Tarefa escrita:
Reescreva a parte do trecho citado começando em "O homem de família, que" e seguindo até "de quaisquer apegos.", trocando "professores espirituais" por "mestres espirituais".

O Mestre é na verdade um com Deus. Vivendo em próxima associação com o Mestre, seguindo as suas instruções na meditação e na compreensão das Escrituras, o estudante aprende a ver Deus, a Alma de todas as almas em todos os seres.

Depois de terminar o seu curso de estudo, ele é livre para se casar e se tornar um homem de família, ou pode levar uma vida de retiro, ou tornar-se monge, consoante o seu temperamento e o conselho do seu Mestre.

O homem de família, que tem de encontrar obrigações na vida social, deve executar todos os deveres como forma de reverência. Ele deverá reverenciar professores espirituais e se associar a pessoas espirituais. Ele deverá aproveitar os tempos livres na escuta ou estudo da Palavra Sagrada. Ele deverá participar nas actividades da vida, mas permanecer livre de quaisquer apegos.

Ele poderá possuir riqueza, mas deverá lembrar-se que antes de tudo é um guardião de Deus, a quem tudo pertence. Ele deverá olhar pelas necessidades dos pobres e dos destituídos e servir o Senhor ao servir todos os seres sencientes.

Ele não se deverá apegar à carne nem aos prazeres sensuais. Ele deverá aprender a discriminar e realizar a alegria da vida no espírito e conhecer a glória do Eu Divino no seu íntimo.

O monge que busca poderá ir onde quiser mas não se deverá apegar a nenhum sítio ou país. Ele deverá aprender a encontrar paz e júbilo na meditação sobre o Ātman, o Eu Divino. Aos seus olhos, todos os seres deverão ser iguais. Ele deverá conhecer o Senhor como o supremo objectivo e finalidade da vida. Ele deverá meditar sobre as escrituras e evitar estudos que desviem a sua mente de Deus.

Ele nunca deverá fazer discípulos à força ou utilizando falsas promessas.

Para um monge que se entrega a desejos de luxúria e para um homem de família que renuncia aos deveres familiares – para ambos será vergonhoso, nefasto e enganador.

O maior dever da vida é ter prazer na Palavra de Deus e meditar constantemente n’Ele como a forma de toda a verdade.

Canta o nome e louva o Senhor, e canta a sua glória. Medita nos seus atributos divinos; constantemente lembra-te d’Ele e da Sua Presença. Serve e adora o Senhor do Amor. Presta-lhe respeitos saudando-O; conhece-O como o verdadeiro Amigo; rende-te a Ele.

Todo o Universo poderá se comparar a uma larga árvore. Todos os seres se poderá dizer que são os seus ramos e folhas. Hari, Deus, é a raiz da árvore. Quando o Senhor é adorado, todos os seres rejubilam.

O Senhor é todo-presente. Ele existe tanto no que é senciente como no não senciente. Todo o país é seu país, e Ele se manifesta em todo o lugar, mas os sítios mais sagrados são aqueles onde se Lhe oferece a maior devoção – nos templos ou nos corações dos seus devotos.

Aqueles que desejam o maior bem, deveriam viver onde se é possível se inter-relacionar com pessoas espirituais.

Hari é também chamado Puruṣa, o Morador íntimo, pois Ele habita nos corações de todos os seres – em deuses e anjos, em homens, em pássaros e bestas, e em todo o aparente objecto sem vida. Mas apesar de Ele residir em todas as creaturas e coisas, há uma diferença no seu respectivo grau de manifestação.

Dados extraídos:
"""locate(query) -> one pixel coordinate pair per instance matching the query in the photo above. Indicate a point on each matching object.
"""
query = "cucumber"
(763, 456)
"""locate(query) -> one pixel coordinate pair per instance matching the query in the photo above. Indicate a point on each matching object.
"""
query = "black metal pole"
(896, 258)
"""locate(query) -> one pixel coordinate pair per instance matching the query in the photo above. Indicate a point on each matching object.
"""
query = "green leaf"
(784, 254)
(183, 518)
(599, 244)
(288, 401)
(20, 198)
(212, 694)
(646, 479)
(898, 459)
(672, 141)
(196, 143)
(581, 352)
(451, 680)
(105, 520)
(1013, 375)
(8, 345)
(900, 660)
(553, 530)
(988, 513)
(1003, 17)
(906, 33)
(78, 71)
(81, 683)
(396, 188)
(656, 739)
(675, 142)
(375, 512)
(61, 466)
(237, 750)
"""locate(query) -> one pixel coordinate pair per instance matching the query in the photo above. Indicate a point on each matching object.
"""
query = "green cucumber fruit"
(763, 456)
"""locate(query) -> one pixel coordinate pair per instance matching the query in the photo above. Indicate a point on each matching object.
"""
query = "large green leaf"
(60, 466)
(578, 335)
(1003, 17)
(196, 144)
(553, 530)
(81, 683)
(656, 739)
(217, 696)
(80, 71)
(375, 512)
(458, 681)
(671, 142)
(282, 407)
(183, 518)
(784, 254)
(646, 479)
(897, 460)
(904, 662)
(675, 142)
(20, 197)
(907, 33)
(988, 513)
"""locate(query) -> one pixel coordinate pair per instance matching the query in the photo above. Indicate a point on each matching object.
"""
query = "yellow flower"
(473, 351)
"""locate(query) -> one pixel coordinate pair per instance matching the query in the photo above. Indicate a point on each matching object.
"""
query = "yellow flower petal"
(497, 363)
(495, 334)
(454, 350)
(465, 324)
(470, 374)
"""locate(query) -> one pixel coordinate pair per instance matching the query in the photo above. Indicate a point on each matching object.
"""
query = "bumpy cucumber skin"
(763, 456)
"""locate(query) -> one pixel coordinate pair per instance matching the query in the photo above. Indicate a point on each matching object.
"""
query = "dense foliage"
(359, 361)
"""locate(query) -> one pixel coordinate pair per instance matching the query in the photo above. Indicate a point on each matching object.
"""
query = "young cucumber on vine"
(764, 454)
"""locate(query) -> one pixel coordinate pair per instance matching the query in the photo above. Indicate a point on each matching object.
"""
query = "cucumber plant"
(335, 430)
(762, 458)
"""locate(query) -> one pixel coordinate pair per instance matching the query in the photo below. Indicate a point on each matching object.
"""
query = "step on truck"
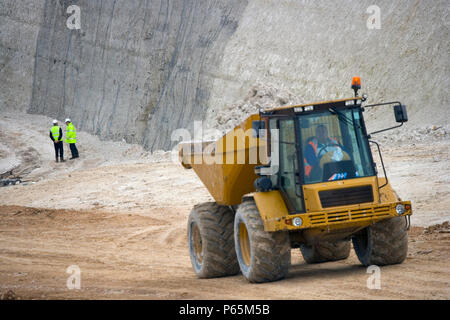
(299, 177)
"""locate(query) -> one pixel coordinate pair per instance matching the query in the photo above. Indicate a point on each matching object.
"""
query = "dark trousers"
(59, 150)
(74, 150)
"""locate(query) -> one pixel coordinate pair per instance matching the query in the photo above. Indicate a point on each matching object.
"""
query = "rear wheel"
(326, 251)
(262, 256)
(383, 243)
(211, 243)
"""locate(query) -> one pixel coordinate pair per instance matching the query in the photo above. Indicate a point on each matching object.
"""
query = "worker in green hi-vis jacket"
(71, 138)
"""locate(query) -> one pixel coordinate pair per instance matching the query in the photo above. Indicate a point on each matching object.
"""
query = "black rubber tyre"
(326, 251)
(262, 256)
(211, 241)
(383, 243)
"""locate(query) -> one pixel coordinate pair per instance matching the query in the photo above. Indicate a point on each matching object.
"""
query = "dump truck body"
(306, 180)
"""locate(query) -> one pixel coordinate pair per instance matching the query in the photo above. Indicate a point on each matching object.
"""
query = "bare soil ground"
(144, 256)
(121, 216)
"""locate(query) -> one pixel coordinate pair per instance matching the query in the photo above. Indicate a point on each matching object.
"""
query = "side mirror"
(400, 113)
(256, 126)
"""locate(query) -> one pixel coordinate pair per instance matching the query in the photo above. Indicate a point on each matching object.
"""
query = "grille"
(342, 197)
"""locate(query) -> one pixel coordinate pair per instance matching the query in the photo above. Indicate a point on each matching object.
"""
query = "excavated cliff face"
(137, 70)
(314, 48)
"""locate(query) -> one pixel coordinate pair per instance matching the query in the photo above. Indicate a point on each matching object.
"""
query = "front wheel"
(263, 256)
(383, 243)
(211, 243)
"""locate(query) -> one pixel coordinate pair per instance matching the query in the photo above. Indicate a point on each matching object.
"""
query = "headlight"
(297, 222)
(400, 209)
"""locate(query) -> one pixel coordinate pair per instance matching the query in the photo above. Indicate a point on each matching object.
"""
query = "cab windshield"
(333, 146)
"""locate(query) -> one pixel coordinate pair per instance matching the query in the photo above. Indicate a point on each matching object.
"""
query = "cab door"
(289, 180)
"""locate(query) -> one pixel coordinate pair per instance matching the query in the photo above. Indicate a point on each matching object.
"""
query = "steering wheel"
(332, 144)
(330, 156)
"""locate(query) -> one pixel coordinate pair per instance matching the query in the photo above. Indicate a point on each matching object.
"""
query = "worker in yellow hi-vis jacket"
(71, 138)
(56, 136)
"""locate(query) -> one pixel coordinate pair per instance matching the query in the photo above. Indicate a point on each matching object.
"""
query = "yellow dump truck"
(301, 176)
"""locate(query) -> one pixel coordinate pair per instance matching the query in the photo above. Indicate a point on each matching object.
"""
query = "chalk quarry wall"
(139, 69)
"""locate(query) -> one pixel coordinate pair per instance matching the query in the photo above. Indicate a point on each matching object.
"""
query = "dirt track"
(124, 224)
(123, 256)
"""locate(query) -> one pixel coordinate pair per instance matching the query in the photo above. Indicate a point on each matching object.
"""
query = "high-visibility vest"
(314, 144)
(71, 135)
(55, 133)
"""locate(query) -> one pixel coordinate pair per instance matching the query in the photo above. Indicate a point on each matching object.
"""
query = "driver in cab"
(318, 146)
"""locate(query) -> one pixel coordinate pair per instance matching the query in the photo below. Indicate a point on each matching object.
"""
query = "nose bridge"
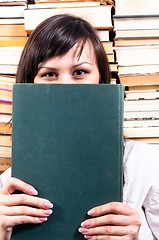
(65, 78)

Exercício resolvido:
O homem de família, que tem de encontrar obrigações na vida social, deve executar todos os deveres como forma de reverência. Ele deverá reverenciar mestres espirituais e se associar a pessoas espirituais. Ele deverá aproveitar os tempos livres na escuta ou estudo da Palavra Sagrada. Ele deverá participar nas actividades da vida, mas permanecer livre de quaisquer apegos.